## Exercise objective
Reproduce the lines below word for word, leaving out the pictures.

--- Begin Dataset content ---

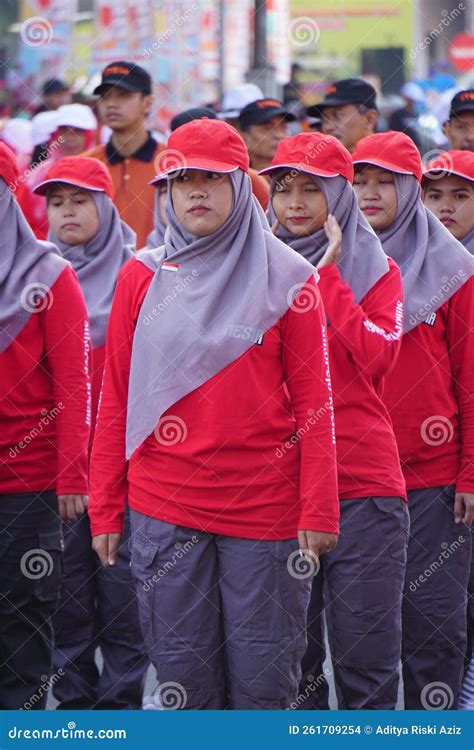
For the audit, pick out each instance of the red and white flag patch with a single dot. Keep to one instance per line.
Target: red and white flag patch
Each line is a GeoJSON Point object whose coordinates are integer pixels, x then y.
{"type": "Point", "coordinates": [169, 266]}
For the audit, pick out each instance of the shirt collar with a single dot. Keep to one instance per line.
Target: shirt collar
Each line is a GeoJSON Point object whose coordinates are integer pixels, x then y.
{"type": "Point", "coordinates": [144, 153]}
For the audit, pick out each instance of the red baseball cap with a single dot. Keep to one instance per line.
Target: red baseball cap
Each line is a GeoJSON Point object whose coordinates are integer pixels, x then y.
{"type": "Point", "coordinates": [206, 144]}
{"type": "Point", "coordinates": [392, 150]}
{"type": "Point", "coordinates": [80, 171]}
{"type": "Point", "coordinates": [315, 153]}
{"type": "Point", "coordinates": [460, 163]}
{"type": "Point", "coordinates": [9, 171]}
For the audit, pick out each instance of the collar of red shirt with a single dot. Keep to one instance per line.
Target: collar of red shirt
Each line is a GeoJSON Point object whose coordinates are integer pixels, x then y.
{"type": "Point", "coordinates": [144, 153]}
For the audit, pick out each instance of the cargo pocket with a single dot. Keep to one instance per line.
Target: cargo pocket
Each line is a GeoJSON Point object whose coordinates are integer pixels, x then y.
{"type": "Point", "coordinates": [45, 566]}
{"type": "Point", "coordinates": [394, 523]}
{"type": "Point", "coordinates": [142, 562]}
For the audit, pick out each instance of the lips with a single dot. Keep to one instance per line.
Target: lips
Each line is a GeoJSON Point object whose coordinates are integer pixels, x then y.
{"type": "Point", "coordinates": [299, 219]}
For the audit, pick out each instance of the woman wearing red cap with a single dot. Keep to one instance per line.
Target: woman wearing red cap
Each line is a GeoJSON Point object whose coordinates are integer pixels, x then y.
{"type": "Point", "coordinates": [448, 191]}
{"type": "Point", "coordinates": [429, 394]}
{"type": "Point", "coordinates": [317, 215]}
{"type": "Point", "coordinates": [216, 367]}
{"type": "Point", "coordinates": [45, 417]}
{"type": "Point", "coordinates": [96, 608]}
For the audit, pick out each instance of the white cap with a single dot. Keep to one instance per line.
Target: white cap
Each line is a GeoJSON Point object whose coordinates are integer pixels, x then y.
{"type": "Point", "coordinates": [17, 134]}
{"type": "Point", "coordinates": [76, 116]}
{"type": "Point", "coordinates": [412, 91]}
{"type": "Point", "coordinates": [237, 98]}
{"type": "Point", "coordinates": [43, 126]}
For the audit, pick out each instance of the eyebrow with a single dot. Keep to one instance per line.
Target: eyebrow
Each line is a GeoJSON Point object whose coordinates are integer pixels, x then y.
{"type": "Point", "coordinates": [449, 190]}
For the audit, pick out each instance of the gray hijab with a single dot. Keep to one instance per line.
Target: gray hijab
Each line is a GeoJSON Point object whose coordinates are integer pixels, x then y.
{"type": "Point", "coordinates": [98, 262]}
{"type": "Point", "coordinates": [363, 261]}
{"type": "Point", "coordinates": [157, 235]}
{"type": "Point", "coordinates": [433, 263]}
{"type": "Point", "coordinates": [230, 288]}
{"type": "Point", "coordinates": [28, 270]}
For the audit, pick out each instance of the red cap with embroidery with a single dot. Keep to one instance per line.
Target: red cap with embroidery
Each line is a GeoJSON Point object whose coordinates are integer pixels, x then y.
{"type": "Point", "coordinates": [459, 163]}
{"type": "Point", "coordinates": [206, 144]}
{"type": "Point", "coordinates": [392, 150]}
{"type": "Point", "coordinates": [315, 153]}
{"type": "Point", "coordinates": [8, 167]}
{"type": "Point", "coordinates": [79, 171]}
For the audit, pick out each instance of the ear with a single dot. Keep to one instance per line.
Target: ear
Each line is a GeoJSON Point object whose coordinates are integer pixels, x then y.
{"type": "Point", "coordinates": [148, 103]}
{"type": "Point", "coordinates": [372, 117]}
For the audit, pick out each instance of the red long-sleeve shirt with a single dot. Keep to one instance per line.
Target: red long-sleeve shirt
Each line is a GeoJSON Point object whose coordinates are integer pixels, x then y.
{"type": "Point", "coordinates": [45, 397]}
{"type": "Point", "coordinates": [364, 342]}
{"type": "Point", "coordinates": [430, 396]}
{"type": "Point", "coordinates": [240, 470]}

--- End Dataset content ---

## The response
For the audit, pick out each instance of the red and white flag patch with a single dot. Keep to one instance per line.
Target: red and white flag patch
Each line is a GeoJSON Point object whose coordinates are integer pixels, x then y.
{"type": "Point", "coordinates": [169, 266]}
For the audit, pick out each instance of the shirt collar with a single dot. Keep to one instance per line.
Target: shirt collar
Each line is a GeoJSON Point object whose coordinates are integer pixels, x then y.
{"type": "Point", "coordinates": [144, 153]}
For the audit, pick out each instance of the red baseball cap with a single dot. Keep to one instance per line.
Target: red baseball cap
Each line is a GeoJSON Point object whose coordinates are integer pixels, x then y.
{"type": "Point", "coordinates": [206, 144]}
{"type": "Point", "coordinates": [392, 150]}
{"type": "Point", "coordinates": [80, 171]}
{"type": "Point", "coordinates": [315, 153]}
{"type": "Point", "coordinates": [460, 163]}
{"type": "Point", "coordinates": [9, 171]}
For the audit, pick out each instance of the collar of red shirt with a single dot. Keep to one instance per line.
Target: collar of red shirt
Each line is a GeoJSON Point object whose coordinates are integer pixels, x then y.
{"type": "Point", "coordinates": [144, 153]}
For the audit, pick out each instance of the cargo pocket with a single dot. Keep to one instance per line.
Target: cargo pocket
Each line is a GeoJSON Point object whose coordinates are integer pixels, x then y.
{"type": "Point", "coordinates": [45, 566]}
{"type": "Point", "coordinates": [394, 523]}
{"type": "Point", "coordinates": [142, 562]}
For the audit, pick out each instance of the lips with a single dot. Keep to one instance per line.
Target: lips
Each line is a GeoJSON Point object whose coordinates are integer pixels, x then y.
{"type": "Point", "coordinates": [299, 219]}
For the audit, pick out each instance of the woman wearing red cap with a single dot. Keep to one instance per line.
Target: woman wearing red cap
Each line is a GeoJSON Point object whose coordinates are integer pixels, x then y.
{"type": "Point", "coordinates": [448, 191]}
{"type": "Point", "coordinates": [429, 394]}
{"type": "Point", "coordinates": [317, 215]}
{"type": "Point", "coordinates": [216, 367]}
{"type": "Point", "coordinates": [45, 417]}
{"type": "Point", "coordinates": [96, 608]}
For the audit, pick out each instance of the white cap with a single dot. Keep to one instance per line.
Target: white cap
Each line is a GeoJSON Point object whose coordinates are integer pixels, x then y.
{"type": "Point", "coordinates": [17, 134]}
{"type": "Point", "coordinates": [76, 116]}
{"type": "Point", "coordinates": [412, 91]}
{"type": "Point", "coordinates": [237, 98]}
{"type": "Point", "coordinates": [43, 126]}
For the audit, pick out each instance of the eyebrow with a single dot. Keep to one instance per line.
Target: eyebrow
Each line is a GeoJSON Point object whose coordinates are integer pixels, x then y.
{"type": "Point", "coordinates": [449, 190]}
For the audit, pick out each instance of the gray hijab with a single dot. Keep to one instance per line.
Target: gray hijab
Each line is a GeoJSON Point object whose coordinates are integer pixels, x then y.
{"type": "Point", "coordinates": [98, 262]}
{"type": "Point", "coordinates": [363, 261]}
{"type": "Point", "coordinates": [157, 235]}
{"type": "Point", "coordinates": [433, 263]}
{"type": "Point", "coordinates": [230, 288]}
{"type": "Point", "coordinates": [28, 270]}
For the audit, pick out each instance of the red cap with embroidery with a single dot. Keep to one instance per line.
Target: red cap with embroidery
Each line is a GeoJSON Point object whose coordinates are integer pixels, x then y.
{"type": "Point", "coordinates": [459, 163]}
{"type": "Point", "coordinates": [206, 144]}
{"type": "Point", "coordinates": [392, 150]}
{"type": "Point", "coordinates": [315, 153]}
{"type": "Point", "coordinates": [8, 167]}
{"type": "Point", "coordinates": [79, 171]}
For the audit, pick out each instance of the ear with a single dot. Keep to one instance per line.
Target: ear
Each line is a GeoJSON Point object whose coordinates are integer pixels, x then y.
{"type": "Point", "coordinates": [148, 103]}
{"type": "Point", "coordinates": [372, 117]}
For the audit, pick out each instance of the red long-sleeve shirt with a single dot. Keep to one instance per line.
Target: red long-sleeve shirt
Each line is a GeoJSON Point object whose coordinates are integer pixels, x then y.
{"type": "Point", "coordinates": [45, 397]}
{"type": "Point", "coordinates": [364, 342]}
{"type": "Point", "coordinates": [430, 396]}
{"type": "Point", "coordinates": [240, 470]}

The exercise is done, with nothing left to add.